Work to complete: Could you repeat the entries below word for word, leaving nothing out?

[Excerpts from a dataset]
★ ★ ★ ★ ★ ★ ★
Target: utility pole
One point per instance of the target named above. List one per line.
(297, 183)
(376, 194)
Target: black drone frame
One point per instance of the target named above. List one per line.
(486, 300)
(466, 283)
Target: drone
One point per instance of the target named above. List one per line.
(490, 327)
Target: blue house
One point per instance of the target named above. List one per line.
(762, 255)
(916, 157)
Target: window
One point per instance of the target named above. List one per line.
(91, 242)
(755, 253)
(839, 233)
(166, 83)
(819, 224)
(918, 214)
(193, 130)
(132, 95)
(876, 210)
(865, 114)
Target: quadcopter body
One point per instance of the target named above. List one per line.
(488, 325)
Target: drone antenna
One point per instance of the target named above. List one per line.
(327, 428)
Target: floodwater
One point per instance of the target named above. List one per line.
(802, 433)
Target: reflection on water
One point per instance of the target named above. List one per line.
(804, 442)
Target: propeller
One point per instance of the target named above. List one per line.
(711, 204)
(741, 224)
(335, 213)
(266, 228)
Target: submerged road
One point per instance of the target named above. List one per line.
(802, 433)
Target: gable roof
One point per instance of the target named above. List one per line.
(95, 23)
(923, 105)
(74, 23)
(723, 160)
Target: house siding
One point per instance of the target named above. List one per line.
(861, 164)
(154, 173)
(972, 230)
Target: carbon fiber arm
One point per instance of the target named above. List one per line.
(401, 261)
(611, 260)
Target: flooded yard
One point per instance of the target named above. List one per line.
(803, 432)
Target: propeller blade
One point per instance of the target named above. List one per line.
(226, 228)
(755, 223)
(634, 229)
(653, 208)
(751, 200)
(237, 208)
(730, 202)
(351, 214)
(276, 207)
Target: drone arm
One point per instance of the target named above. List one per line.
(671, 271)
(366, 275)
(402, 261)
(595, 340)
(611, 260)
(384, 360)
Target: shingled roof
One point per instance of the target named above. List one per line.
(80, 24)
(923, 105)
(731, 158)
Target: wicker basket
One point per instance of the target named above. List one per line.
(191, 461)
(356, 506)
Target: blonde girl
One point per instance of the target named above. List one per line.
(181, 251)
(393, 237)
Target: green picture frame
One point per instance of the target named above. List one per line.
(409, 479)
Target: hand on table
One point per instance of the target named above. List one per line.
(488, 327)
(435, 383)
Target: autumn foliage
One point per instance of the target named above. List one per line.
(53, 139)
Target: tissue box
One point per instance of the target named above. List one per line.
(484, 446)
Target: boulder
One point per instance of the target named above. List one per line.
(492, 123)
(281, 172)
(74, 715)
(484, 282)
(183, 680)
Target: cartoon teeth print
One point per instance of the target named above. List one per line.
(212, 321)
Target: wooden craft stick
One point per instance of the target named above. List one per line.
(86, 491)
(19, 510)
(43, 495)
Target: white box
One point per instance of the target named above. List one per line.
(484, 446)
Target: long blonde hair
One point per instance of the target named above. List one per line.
★ ★ ★ ★ ★ ★ ★
Result for this exercise:
Target: utility pole
One point per instance of the target named above. List one per line.
(297, 183)
(376, 194)
Target: black drone frame
One point per instance of the target named above. List one per line.
(486, 300)
(466, 283)
Target: drone
One point per instance of the target named above. List one per line.
(490, 327)
Target: blue house
One point per instance of the target named above. List one per line.
(762, 255)
(916, 157)
Target: window
One point per instance of the target named above. List one per line.
(91, 242)
(755, 253)
(839, 233)
(166, 83)
(819, 224)
(918, 214)
(193, 130)
(132, 95)
(876, 210)
(865, 114)
Target: quadcopter body
One point per instance of the target named above. List one per line.
(488, 325)
Target: drone antenna
One point per instance of the target named above. List one per line.
(327, 428)
Target: floodwater
One point per instance of the target named above. List one per line.
(802, 433)
Target: reflection on water
One point per instance of the target named above. List one per line.
(804, 442)
Target: propeller
One point per instance of the target named above. List one per line.
(711, 204)
(741, 224)
(335, 213)
(266, 228)
Target: submerged road
One point per instance of the target named above. List one per line.
(802, 433)
Target: gable roof
One point per instance of the target named above. List one per line.
(95, 23)
(923, 105)
(74, 23)
(723, 160)
Target: house siding
One point per instance of the target named above. List one per line.
(861, 164)
(154, 173)
(972, 230)
Target: carbon fiber arm
One point per instance of the target named above. List one per line.
(401, 261)
(611, 260)
Target: flooded yard
One point per instance of the target named above. List one per line.
(803, 432)
Target: propeller blade
One point per instance of the target named above. List one per line.
(226, 228)
(755, 223)
(634, 229)
(653, 208)
(751, 200)
(237, 208)
(730, 202)
(351, 214)
(276, 207)
Target: drone arm
One point per instance of the target named above. List one per line.
(671, 271)
(366, 275)
(402, 261)
(595, 340)
(611, 260)
(384, 360)
Target: shingled roof
One point per instance of the target named above. List one per line.
(80, 24)
(923, 105)
(731, 158)
Target: wicker basket
One point per instance of the target named above. List one per line.
(191, 461)
(356, 506)
Target: blonde girl
One point per instance of the target named above. List one per line.
(181, 251)
(393, 237)
Target: green picture frame
One point per instance of the target named above. List one per line.
(409, 479)
Target: hand on table
One point per instance of the target named above. List one per line.
(488, 327)
(435, 383)
Target: autumn foliage
One point per instance of the target named above. List one per line.
(53, 139)
Target: tissue box
One point per instance of the target named above. List one per line.
(484, 446)
Target: boulder
One point per instance of the target named above. List one per line.
(492, 123)
(281, 172)
(74, 715)
(484, 282)
(183, 680)
Target: cartoon teeth print
One point per instance of the target named above. List one per line.
(212, 321)
Target: wooden craft stick
One point per instance of the target named above. List one per line.
(86, 491)
(19, 510)
(43, 495)
Target: white box
One point per instance of the target named above. List one per line.
(484, 446)
Target: long blonde hair
One point per instance of the target named above. List one per line.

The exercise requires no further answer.